Given passage:
====================
Some environmental impacts are indirect, and occur in the manufacture of
the equipment used in energy harvesting or conversion. For example, the
extraction and manipulation of resources used in manufacturing wind
turbines or solar panels may entail significantly more environmental
damage than the operation of the turbines or panels themselves.

Renewability. If we wish our society to continue using energy at
industrial rates of flow not just for years or even decades into the
future, but for centuries, then we will require energy sources that can
be sustained more or less indefinitely. Energy resources like oil,
natural gas, and coal are clearly non-renewable because the time
required to form them through natural processes is measured in the tens
of millions of years, while quantities available will power society
reliably for only a few decades into the future at current rates of use.
In contrast, solar photovoltaic and solar thermal energy sources rely on
sunlight, which for practical purposes is not depleting and will
presumably be available in equal quantities a thousand years hence.

It is important to note, however, that the equipment used to capture
solar or wind energy is not itself renewable, and that both depleting
raw materials and non-trivial amounts of energy are required to
manufacture such equipment.

Some energy sources are renewable yet are still capable of being
depleted. For example, wood can be harvested from forests that
regenerate themselves; however, the rate of harvest is crucial: if
over-harvested, the trees will be unable to re-grow quickly enough and
the forest will shrink and disappear.

Even energy sources that are renewable and that do not suffer depletion
are nevertheless limited by the size of the resource base (as will be
discussed next).

Potential size or scale of contribution. Estimating the potential
contribution of an energy source is obviously essential for
macro-planning purposes, but such estimates are always subject to error
- which can sometimes be enormous. With fossil fuels, amounts that can
be reasonably expected to be extracted and used on the basis of current
extraction technologies and fuel prices are classified as reserves,
which are always a mere fraction of resources (defined as the total
amount of the substance present in the ground). For example, the US
Geological Survey's first estimate of national coal reserves, completed
in 1907, identified 5000 years' worth of supplies. In the decades since,
most of those reserves have been reclassified as resources, so that
today only 250 years' worth of US coal supplies are officially estimated
to exist - a figure that may still be much too optimistic. Reserves are
downgraded to resources when new limiting factors are taken into
account, such as (in the case of coal) seam thickness and depth,
chemical impurities, and location of the deposit.
====================
Provided material:
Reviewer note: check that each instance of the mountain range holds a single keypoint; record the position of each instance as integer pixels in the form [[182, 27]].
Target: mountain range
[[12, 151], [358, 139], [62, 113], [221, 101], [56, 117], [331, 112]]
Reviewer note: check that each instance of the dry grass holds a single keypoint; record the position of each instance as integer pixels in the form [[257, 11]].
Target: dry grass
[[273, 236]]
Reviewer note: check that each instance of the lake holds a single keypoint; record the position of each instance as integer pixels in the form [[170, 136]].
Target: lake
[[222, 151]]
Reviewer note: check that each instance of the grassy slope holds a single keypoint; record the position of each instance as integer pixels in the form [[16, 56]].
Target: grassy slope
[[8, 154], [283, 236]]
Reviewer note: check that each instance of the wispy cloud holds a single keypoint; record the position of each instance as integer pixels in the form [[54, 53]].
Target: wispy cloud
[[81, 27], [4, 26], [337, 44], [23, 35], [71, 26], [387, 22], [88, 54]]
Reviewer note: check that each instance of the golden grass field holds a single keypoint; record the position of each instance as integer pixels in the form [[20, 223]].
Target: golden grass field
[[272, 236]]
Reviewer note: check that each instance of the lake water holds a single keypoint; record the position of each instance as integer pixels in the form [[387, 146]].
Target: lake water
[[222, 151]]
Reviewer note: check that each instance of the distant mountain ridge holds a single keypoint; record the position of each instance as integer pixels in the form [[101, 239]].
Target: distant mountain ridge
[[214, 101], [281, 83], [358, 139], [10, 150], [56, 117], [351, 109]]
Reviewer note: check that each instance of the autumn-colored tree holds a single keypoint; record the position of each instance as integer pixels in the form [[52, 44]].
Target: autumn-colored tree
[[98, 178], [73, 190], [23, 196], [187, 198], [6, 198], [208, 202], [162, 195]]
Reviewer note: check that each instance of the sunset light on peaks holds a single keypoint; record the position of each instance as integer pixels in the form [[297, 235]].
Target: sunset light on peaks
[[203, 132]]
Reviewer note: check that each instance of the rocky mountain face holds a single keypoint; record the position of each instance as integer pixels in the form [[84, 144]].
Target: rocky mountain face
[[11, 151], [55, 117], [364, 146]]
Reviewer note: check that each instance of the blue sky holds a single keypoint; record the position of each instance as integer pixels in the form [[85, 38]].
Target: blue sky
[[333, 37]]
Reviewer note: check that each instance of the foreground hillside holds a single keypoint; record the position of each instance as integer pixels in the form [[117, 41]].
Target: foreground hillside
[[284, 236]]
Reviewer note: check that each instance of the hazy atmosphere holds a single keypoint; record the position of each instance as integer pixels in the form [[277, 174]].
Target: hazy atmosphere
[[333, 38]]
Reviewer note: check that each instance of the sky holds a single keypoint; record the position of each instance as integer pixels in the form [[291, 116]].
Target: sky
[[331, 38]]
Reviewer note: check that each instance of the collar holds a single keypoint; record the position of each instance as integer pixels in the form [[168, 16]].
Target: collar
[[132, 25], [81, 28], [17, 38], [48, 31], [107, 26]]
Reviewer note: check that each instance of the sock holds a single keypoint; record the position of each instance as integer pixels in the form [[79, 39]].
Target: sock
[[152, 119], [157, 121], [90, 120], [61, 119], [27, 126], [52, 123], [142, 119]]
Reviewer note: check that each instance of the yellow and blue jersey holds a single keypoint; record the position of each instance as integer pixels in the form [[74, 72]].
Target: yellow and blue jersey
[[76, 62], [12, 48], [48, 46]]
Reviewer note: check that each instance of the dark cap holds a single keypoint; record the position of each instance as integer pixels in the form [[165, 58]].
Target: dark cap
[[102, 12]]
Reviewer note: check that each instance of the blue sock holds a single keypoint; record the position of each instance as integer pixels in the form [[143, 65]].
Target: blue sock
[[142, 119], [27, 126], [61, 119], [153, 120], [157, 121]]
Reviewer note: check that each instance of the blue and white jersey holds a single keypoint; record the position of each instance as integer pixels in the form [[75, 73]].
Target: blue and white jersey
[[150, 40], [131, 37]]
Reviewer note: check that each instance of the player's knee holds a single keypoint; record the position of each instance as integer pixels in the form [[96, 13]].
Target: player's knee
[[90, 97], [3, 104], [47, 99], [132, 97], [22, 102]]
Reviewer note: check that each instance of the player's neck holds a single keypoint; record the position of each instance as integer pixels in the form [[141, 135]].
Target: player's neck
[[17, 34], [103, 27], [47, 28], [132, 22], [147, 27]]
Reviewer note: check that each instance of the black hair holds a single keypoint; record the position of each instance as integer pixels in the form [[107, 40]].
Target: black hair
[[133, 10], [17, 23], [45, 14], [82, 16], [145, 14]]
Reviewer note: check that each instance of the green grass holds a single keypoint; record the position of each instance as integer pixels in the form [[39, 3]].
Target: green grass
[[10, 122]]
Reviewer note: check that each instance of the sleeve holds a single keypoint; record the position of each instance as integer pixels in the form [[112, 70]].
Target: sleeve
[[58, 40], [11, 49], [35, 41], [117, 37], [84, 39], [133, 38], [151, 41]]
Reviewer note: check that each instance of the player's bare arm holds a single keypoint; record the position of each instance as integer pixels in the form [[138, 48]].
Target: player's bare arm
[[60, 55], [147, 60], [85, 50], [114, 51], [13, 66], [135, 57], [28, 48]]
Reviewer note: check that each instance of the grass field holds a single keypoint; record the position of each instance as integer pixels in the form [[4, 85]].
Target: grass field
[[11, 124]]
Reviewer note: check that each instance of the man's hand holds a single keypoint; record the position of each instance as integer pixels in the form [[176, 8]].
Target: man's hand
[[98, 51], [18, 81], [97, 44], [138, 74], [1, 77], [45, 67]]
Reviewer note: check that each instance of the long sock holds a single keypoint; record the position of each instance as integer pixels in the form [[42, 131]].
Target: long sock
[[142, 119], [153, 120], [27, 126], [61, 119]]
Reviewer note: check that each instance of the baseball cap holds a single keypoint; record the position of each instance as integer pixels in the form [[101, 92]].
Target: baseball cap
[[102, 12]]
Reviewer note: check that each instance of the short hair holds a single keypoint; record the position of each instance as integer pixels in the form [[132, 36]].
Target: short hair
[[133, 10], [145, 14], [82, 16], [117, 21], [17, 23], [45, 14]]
====================
Short task A: Reproduce word for word the stretch of the energy sources passage that opens with the words containing "It is important" and closes with "shrink and disappear.".
Short task B: Carry on the passage about energy sources from the point where it stops.

Final result A:
It is important to note, however, that the equipment used to capture
solar or wind energy is not itself renewable, and that both depleting
raw materials and non-trivial amounts of energy are required to
manufacture such equipment.

Some energy sources are renewable yet are still capable of being
depleted. For example, wood can be harvested from forests that
regenerate themselves; however, the rate of harvest is crucial: if
over-harvested, the trees will be unable to re-grow quickly enough and
the forest will shrink and disappear.

Final result B:
On the other hand, reserves can sometimes grow as a result of the
development of new extraction technologies, as has occurred in recent
years with US natural gas supplies. While the production of conventional
American natural gas is declining, new underground fracturing
technologies have enabled the recovery of gas from low-porosity rock,
significantly increasing the national production rate and expanding US
gas reserves.

Reserves estimation is especially difficult when dealing with energy
resources that have little or no extraction history. This is the case,
for example, with methane hydrates, with regard to which various experts
have issued a very wide range of estimates of both total resources and
extractable future supplies; it is also true of oil shale, and to a
lesser degree tar sands, which have limited extraction histories.

Estimating potential supplies of renewable resources such as solar and
wind power is likewise problematic, as many limiting factors are often
initially overlooked. With regard to solar power, for example, a cursory
examination of the ultimate resource is highly encouraging: the total
amount of energy absorbed by Earth's atmosphere, oceans, and land masses
from sunlight annually is approximately 3,850,000 exajoules (EJ) -
whereas the world's human population uses currently only about 428 EJ of
energy per year from all sources combined, an insignificant fraction of
the previous figure. However, the factors limiting the amount of
sunlight that can potentially be put to work for humanity are numerous,
as we will see in more detail below.

Consider the case of methane harvested from municipal landfills. In this
instance, using the resource provides an environmental benefit: methane
is a more powerful greenhouse gas than carbon dioxide, so harvesting and
burning landfill gas (rather than letting it diffuse into the
atmosphere) reduces climate impacts while also providing a local source
of energy. If landfill gas could power the US electrical grid, then the
nation could cease mining and burning coal. However, the potential size
of the landfill gas resource is woefully insufficient to support this.
Currently the nation derives about 400 trillion Btu per year from
landfill gas for commercial, industrial, and electric utility uses. This
figure could probably be quadrupled if more landfills were tapped. But
US electricity consumers use over twenty-five times as much energy as
that. There is another wrinkle: if society were to become more
environmentally sensitive and energy efficient, the result would be that
the amount of trash going into landfills would decline - but this would
reduce the amount of energy that could be harvested from future landfills.

Location of the resource. The fossil fuel industry has long faced the
problem of "stranded gas" - natural gas reservoirs that exist far from
pipelines and that are too small to justify building pipelines to access
them. Renewable resources often face similar hurdles.

The location of solar and wind installations is largely dictated by the
availability of the primary energy source; often, this is in sparsely
populated areas. For example, in the US there is large potential for the
development of wind resources in Montana and North and South Dakota.
However, these are some of the least-populous states in the nation.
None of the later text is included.